— Begin —

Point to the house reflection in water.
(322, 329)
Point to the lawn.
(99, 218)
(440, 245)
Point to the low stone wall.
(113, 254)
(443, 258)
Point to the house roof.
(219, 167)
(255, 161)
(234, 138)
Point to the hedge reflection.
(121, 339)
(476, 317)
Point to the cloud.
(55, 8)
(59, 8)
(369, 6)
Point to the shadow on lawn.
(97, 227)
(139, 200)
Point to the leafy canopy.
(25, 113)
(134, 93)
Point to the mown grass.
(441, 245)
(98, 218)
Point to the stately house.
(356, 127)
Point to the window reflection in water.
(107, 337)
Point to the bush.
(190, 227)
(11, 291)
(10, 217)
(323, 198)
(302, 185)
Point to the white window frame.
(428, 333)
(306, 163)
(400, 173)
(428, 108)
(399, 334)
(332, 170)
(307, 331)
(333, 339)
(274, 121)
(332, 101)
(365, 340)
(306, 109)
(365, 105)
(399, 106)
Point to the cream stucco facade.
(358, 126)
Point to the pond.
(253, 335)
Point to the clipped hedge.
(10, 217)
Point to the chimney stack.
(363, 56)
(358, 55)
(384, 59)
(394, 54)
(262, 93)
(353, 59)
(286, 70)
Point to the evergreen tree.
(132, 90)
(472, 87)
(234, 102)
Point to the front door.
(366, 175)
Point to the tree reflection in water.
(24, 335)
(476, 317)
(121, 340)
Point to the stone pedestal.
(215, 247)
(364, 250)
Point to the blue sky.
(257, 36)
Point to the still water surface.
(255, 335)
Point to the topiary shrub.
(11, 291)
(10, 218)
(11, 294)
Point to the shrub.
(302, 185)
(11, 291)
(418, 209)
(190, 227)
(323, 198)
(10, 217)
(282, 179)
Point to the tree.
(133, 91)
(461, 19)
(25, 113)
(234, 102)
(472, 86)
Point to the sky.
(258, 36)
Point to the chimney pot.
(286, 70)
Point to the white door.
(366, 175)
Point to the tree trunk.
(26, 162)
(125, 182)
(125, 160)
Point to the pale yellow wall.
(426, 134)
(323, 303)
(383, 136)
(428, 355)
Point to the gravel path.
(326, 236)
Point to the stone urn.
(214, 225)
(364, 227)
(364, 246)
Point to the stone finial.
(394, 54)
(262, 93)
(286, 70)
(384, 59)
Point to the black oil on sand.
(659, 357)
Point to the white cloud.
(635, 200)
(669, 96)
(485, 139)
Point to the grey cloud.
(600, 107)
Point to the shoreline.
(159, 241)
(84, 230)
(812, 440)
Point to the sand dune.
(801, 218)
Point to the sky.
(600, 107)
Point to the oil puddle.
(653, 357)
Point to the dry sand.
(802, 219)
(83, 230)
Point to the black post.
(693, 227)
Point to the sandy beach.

— End —
— Begin —

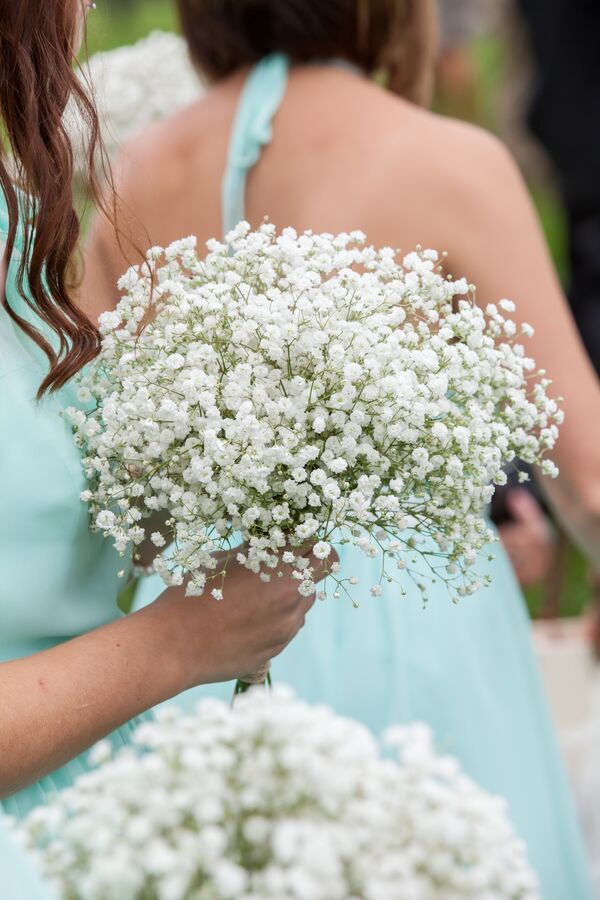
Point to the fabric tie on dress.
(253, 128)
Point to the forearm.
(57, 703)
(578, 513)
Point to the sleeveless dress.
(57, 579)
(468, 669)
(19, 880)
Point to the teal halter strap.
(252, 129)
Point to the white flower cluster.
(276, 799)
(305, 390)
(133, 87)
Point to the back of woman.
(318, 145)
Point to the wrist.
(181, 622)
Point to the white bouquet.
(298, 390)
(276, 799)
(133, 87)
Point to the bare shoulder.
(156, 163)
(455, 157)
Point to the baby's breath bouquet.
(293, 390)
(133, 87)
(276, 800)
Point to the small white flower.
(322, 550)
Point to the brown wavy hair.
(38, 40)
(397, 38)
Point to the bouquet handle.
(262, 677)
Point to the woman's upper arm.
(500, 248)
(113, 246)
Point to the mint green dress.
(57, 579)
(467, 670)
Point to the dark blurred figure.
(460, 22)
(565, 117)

— End —

Copy each line of the listing above that contains the string "door". Matches must have the same capitalization.

◆ **Answer to the task**:
Point to the front door.
Point to the white door.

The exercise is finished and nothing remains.